__CONSIGNE ÉCRITE__
Recopiez les lignes à l'identique, en commençant par la première et en vous arrêtant après celle qui contient "[201, 335, 206, 352]". Omettez les images dans votre réponse.

==============================

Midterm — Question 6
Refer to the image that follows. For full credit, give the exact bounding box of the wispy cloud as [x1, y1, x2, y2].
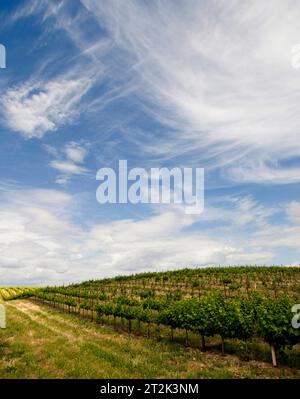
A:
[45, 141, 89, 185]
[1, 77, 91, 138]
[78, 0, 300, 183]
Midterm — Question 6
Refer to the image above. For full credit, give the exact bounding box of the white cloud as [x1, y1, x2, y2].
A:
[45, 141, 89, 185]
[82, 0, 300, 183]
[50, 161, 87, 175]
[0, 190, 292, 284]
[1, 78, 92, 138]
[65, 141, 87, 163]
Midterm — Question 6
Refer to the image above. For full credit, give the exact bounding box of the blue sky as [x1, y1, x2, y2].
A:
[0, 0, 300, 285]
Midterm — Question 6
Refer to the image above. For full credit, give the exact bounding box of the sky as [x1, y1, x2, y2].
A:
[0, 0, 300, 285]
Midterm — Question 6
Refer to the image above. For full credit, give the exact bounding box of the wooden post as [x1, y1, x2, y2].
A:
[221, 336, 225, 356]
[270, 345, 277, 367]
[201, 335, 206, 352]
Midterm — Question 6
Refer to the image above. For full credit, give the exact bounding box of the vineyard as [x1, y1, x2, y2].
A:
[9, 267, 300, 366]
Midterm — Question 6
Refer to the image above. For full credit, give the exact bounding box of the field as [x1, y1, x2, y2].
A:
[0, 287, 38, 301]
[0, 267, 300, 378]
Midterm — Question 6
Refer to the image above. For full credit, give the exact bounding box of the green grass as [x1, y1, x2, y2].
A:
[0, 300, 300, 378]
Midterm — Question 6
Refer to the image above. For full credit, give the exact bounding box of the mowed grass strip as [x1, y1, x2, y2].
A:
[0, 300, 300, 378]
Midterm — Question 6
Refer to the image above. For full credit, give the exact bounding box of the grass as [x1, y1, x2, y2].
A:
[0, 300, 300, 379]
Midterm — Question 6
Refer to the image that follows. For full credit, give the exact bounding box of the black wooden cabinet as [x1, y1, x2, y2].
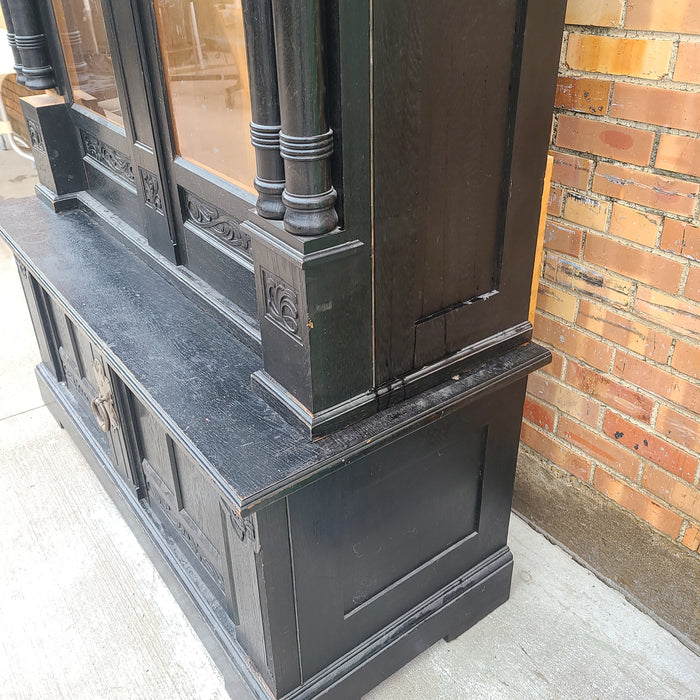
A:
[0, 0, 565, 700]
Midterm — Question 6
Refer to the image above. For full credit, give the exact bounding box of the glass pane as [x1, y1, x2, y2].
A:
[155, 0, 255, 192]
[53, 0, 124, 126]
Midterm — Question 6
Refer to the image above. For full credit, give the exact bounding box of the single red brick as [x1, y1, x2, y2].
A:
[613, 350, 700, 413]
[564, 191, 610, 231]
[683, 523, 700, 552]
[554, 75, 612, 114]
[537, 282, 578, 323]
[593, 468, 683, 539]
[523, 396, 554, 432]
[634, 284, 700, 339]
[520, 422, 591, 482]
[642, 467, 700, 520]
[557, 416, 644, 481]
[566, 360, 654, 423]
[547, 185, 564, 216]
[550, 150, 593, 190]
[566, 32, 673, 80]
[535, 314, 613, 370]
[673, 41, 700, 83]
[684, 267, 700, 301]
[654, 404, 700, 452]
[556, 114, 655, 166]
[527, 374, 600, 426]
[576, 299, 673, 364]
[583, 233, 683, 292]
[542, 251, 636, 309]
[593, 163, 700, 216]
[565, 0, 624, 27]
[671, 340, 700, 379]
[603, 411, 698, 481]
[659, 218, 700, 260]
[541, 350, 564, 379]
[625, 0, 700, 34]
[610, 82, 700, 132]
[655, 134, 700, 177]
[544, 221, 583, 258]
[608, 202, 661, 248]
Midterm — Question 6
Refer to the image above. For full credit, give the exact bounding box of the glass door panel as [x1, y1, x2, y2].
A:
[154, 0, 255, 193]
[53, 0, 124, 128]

==============================

__RÉPONSE COMPLÈTE__
Midterm — Question 6
Refer to the image that follows. For full credit, give the exact bounding box of the wispy cloud as [x1, y1, x2, y2].
A:
[45, 141, 89, 185]
[1, 77, 91, 138]
[78, 0, 300, 183]
Midterm — Question 6
Refer to the image above. For full credit, give the exact bounding box of the white cloud as [x1, y1, x2, y2].
A:
[45, 141, 89, 185]
[82, 0, 300, 183]
[50, 161, 87, 175]
[0, 190, 292, 284]
[1, 78, 92, 138]
[65, 141, 87, 163]
Midterm — Question 6
Refer to the image above. For full credit, give the exact bounding box of the blue sky as [x1, y1, x2, y2].
A:
[0, 0, 300, 285]
Midterm — Question 6
Refer to the image above. For full credit, give the exact bounding box of the sky as [x1, y1, x2, y2].
A:
[0, 0, 300, 285]
Midterm — Question 6
Refer to the image above. For full credit, give the exact bounding box of the wooden post as [x1, y1, x2, y2].
A:
[221, 336, 225, 356]
[270, 345, 277, 367]
[201, 335, 206, 352]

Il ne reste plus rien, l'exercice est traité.